AUSGANGSTEXT:
►

Unterschiede gab es dann in der Debatte genug - wenn diese auch mehr einem Speed-Dating glich. Lediglich eine Minute Zeit hatten die Kandidaten, um Fragen zur Bekämpfung der Jugendarbeitslosigkeit zu beantworten, zur Regulierung der Bankenlandschaft, zur wachsenden EU-Skepsis unter Teilen der Bevölkerung, zur Krise in der Ukraine oder zur Einwanderung.
So drehte sich die Diskussion gleich zu Beginn einmal mehr um den Sparkurs, den etliche Staaten in den vergangenen Jahren einschlagen mussten. Während Schulz darauf hinwies, dass der Kampf gegen die Steuerziehung vernachlässigt wurde, Keller Investitionen statt Sparprogramme forderte und Tsipras zu einem Ende der "Schuldenparanoia" aufrief, fand sich Juncker, Luxemburgs Ex-Premier und viele Jahre lang Vorsitzender der Eurogruppe, in der Defensive wieder. Die Anhäufung neuer Schulden könne keine Lösung sein, meinte er. Im Beharren auf Haushaltsdisziplin erhielt er zwar Zustimmung von Verhofstadt, doch wünschte sich dieser gleichzeitig "eine neue Strategie für das Wirtschaftswachstum". Alte Rezepte würden nicht mehr wirken.
So gut wie einig waren sich hingegen alle darin, dass es eine koordinierte Migrationspolitik brauche. Legale Möglichkeiten der Einwanderung müssten geschaffen werden - nicht zuletzt um Menschen von einer illegalen Einreise abzubringen, die für so manchen tödlich endet.

◄

Auszug aus einem Datensatz:
►

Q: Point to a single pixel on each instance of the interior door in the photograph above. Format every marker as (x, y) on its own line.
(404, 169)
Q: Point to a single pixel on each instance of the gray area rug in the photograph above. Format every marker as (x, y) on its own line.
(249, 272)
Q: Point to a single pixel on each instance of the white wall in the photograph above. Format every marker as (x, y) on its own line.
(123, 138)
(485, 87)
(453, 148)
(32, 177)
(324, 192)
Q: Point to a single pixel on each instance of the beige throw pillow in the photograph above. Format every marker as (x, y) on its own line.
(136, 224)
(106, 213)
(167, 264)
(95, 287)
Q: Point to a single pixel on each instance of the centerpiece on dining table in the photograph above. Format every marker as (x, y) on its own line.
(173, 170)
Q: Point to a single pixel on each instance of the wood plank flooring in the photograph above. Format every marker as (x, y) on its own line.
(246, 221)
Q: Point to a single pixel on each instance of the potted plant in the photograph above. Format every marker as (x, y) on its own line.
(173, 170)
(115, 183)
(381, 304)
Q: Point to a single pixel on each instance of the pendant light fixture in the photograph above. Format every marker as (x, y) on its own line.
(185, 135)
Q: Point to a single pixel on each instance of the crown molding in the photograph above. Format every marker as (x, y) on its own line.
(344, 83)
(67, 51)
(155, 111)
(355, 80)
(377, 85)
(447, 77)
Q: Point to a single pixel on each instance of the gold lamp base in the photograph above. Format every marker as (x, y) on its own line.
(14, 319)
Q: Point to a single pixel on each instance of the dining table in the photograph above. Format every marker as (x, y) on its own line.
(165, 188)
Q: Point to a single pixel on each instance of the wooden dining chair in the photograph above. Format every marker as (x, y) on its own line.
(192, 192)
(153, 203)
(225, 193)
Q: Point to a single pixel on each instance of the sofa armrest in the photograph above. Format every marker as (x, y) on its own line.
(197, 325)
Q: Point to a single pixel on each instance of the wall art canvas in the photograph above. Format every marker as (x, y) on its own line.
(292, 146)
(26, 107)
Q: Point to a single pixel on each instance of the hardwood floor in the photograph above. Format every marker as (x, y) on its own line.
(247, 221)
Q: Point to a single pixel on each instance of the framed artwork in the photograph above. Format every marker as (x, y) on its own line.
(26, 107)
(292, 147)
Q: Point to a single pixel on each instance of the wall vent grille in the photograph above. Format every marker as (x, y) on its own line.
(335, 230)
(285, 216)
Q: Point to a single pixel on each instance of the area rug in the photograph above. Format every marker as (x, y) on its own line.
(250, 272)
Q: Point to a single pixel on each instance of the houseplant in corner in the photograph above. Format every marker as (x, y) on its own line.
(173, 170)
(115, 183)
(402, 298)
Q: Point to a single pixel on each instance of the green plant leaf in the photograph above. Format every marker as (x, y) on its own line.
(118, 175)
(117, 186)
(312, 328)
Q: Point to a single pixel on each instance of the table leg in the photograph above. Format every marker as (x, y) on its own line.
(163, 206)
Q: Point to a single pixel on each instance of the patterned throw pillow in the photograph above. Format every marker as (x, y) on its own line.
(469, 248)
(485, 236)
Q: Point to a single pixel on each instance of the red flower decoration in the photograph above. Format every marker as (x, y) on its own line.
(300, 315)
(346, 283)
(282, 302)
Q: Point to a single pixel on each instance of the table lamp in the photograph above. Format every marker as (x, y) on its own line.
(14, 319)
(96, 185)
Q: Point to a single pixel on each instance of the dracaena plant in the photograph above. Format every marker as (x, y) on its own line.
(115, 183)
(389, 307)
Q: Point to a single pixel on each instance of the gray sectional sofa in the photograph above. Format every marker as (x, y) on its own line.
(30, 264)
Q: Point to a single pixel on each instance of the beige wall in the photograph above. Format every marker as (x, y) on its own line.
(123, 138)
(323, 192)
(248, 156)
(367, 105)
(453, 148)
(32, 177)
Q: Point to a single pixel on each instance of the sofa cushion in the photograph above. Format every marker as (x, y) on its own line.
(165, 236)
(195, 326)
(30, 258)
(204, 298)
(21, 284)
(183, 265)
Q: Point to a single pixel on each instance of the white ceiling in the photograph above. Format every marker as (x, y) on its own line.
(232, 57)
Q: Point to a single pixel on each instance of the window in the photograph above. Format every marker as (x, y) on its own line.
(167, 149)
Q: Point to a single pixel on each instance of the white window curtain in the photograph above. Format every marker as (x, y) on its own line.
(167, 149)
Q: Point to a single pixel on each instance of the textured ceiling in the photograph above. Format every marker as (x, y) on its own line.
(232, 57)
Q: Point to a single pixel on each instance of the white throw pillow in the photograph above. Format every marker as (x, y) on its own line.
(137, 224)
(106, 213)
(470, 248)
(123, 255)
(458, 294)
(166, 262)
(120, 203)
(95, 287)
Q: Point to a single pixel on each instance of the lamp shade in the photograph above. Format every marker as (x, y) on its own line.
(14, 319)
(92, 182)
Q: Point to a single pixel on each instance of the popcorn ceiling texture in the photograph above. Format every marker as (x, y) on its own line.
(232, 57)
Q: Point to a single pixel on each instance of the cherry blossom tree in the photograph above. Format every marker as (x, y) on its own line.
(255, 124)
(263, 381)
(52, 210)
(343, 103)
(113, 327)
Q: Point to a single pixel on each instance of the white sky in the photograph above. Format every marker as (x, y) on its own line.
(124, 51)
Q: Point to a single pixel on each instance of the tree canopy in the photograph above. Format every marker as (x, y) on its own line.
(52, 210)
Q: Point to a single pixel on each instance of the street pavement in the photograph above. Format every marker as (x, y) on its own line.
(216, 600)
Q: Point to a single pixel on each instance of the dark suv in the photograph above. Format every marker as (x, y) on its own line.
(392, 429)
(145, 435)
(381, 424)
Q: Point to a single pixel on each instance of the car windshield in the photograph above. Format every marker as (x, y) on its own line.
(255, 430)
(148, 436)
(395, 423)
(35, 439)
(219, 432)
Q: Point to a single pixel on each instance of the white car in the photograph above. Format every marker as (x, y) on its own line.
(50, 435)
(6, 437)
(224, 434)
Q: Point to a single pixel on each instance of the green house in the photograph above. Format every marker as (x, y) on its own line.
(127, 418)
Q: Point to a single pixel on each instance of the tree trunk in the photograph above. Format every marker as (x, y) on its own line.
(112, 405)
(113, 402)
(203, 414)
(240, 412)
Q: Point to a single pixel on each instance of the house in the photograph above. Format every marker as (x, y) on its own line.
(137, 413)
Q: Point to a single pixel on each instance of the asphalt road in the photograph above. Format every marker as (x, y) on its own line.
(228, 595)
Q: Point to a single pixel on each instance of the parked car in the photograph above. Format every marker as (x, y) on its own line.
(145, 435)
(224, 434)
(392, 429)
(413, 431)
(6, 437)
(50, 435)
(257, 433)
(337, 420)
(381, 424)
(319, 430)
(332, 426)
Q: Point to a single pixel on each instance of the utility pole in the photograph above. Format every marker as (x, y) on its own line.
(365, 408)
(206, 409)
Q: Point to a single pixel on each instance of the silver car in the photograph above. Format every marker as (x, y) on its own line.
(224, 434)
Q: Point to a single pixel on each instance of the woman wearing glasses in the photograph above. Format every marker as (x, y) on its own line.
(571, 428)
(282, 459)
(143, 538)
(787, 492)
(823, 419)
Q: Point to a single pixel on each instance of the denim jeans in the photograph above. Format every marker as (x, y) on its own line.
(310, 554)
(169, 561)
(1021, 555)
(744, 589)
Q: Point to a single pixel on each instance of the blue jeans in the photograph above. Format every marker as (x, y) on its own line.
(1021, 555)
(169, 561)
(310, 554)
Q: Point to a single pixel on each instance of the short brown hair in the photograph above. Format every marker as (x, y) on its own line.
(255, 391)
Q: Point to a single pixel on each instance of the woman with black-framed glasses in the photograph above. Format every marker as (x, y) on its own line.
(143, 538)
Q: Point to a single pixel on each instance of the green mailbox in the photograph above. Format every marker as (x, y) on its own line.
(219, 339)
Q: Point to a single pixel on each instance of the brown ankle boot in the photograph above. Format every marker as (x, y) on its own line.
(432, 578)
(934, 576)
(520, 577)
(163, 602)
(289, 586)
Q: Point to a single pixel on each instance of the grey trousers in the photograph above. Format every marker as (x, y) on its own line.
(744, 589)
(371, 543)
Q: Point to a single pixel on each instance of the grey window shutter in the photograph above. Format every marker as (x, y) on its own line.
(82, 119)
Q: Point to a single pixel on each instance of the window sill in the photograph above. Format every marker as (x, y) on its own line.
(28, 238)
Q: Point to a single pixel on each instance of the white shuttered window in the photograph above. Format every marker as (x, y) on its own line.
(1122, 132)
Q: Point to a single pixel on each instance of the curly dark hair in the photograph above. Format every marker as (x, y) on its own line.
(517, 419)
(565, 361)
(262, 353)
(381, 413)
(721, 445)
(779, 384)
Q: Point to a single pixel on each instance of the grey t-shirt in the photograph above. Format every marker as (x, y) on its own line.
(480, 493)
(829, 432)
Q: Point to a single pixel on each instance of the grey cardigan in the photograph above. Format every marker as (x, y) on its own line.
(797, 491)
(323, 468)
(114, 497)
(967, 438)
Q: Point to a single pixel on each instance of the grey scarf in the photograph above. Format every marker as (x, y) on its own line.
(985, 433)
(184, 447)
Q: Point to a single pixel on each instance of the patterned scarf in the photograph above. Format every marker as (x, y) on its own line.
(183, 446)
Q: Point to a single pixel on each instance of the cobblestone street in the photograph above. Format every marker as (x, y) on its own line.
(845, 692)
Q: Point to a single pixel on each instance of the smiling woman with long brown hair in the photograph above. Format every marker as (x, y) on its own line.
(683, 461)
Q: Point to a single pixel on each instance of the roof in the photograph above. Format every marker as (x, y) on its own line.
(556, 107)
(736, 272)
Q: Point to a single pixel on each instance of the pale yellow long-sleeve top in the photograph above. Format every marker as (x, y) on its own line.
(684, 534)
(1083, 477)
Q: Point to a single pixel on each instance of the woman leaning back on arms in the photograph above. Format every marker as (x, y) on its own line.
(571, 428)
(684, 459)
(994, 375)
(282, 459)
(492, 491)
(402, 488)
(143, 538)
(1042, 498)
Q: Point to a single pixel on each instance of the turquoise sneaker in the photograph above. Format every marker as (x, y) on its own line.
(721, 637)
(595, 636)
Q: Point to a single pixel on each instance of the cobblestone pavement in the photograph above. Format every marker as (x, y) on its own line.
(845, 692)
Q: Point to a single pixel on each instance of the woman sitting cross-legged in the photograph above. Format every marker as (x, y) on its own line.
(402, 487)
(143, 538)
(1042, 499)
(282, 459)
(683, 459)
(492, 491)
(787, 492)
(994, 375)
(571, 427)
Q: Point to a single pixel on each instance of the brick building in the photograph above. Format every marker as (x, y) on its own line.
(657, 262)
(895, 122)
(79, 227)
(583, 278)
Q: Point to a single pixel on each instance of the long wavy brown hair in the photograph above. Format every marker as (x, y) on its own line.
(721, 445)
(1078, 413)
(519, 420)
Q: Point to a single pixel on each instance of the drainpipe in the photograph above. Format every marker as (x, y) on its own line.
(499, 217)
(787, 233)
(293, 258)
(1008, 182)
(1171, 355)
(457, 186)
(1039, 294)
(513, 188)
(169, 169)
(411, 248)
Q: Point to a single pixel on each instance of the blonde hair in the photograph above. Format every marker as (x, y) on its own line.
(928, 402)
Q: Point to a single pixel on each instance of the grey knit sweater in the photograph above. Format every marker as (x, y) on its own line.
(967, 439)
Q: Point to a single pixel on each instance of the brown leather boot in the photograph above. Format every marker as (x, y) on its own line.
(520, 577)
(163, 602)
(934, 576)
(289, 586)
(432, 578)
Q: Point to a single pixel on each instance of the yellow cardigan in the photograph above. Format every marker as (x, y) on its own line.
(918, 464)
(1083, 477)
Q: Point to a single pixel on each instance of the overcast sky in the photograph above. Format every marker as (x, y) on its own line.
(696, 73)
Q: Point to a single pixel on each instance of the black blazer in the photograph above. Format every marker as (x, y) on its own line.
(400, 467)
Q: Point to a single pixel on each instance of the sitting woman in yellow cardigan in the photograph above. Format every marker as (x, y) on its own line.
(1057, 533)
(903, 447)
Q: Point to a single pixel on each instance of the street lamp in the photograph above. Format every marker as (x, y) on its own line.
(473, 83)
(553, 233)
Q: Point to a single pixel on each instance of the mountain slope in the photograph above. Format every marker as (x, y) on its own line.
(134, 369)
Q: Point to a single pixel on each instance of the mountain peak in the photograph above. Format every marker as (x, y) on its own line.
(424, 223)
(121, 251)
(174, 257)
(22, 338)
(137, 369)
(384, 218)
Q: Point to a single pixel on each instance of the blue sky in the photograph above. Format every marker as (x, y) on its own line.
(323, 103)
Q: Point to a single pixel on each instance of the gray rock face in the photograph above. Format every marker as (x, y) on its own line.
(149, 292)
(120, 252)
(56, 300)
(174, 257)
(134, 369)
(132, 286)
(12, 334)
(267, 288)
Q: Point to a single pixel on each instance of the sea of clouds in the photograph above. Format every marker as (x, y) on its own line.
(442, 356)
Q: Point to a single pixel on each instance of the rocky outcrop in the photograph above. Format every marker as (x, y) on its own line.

◄

AUFGABENLISTE:
a) Gib den Text über die Debatte der Kandidaten vollständig und ohne jede Änderung wieder.
b) Ermittle in den Einträgen jede Zeile, in der die Zeichenfolge "cobblestone" vorkommt, und übernimm diese Zeilen wörtlich.

LÖSUNGEN ZUR ÜBUNG:
a)
Unterschiede gab es dann in der Debatte genug - wenn diese auch mehr einem Speed-Dating glich. Lediglich eine Minute Zeit hatten die Kandidaten, um Fragen zur Bekämpfung der Jugendarbeitslosigkeit zu beantworten, zur Regulierung der Bankenlandschaft, zur wachsenden EU-Skepsis unter Teilen der Bevölkerung, zur Krise in der Ukraine oder zur Einwanderung.
So drehte sich die Diskussion gleich zu Beginn einmal mehr um den Sparkurs, den etliche Staaten in den vergangenen Jahren einschlagen mussten. Während Schulz darauf hinwies, dass der Kampf gegen die Steuerziehung vernachlässigt wurde, Keller Investitionen statt Sparprogramme forderte und Tsipras zu einem Ende der "Schuldenparanoia" aufrief, fand sich Juncker, Luxemburgs Ex-Premier und viele Jahre lang Vorsitzender der Eurogruppe, in der Defensive wieder. Die Anhäufung neuer Schulden könne keine Lösung sein, meinte er. Im Beharren auf Haushaltsdisziplin erhielt er zwar Zustimmung von Verhofstadt, doch wünschte sich dieser gleichzeitig "eine neue Strategie für das Wirtschaftswachstum". Alte Rezepte würden nicht mehr wirken.
So gut wie einig waren sich hingegen alle darin, dass es eine koordinierte Migrationspolitik brauche. Legale Möglichkeiten der Einwanderung müssten geschaffen werden - nicht zuletzt um Menschen von einer illegalen Einreise abzubringen, die für so manchen tödlich endet.

b)
Q: Point to a single pixel on each instance of the cobblestone street in the photograph above. Format every marker as (x, y) on its own line.
Q: Point to a single pixel on each instance of the cobblestone pavement in the photograph above. Format every marker as (x, y) on its own line.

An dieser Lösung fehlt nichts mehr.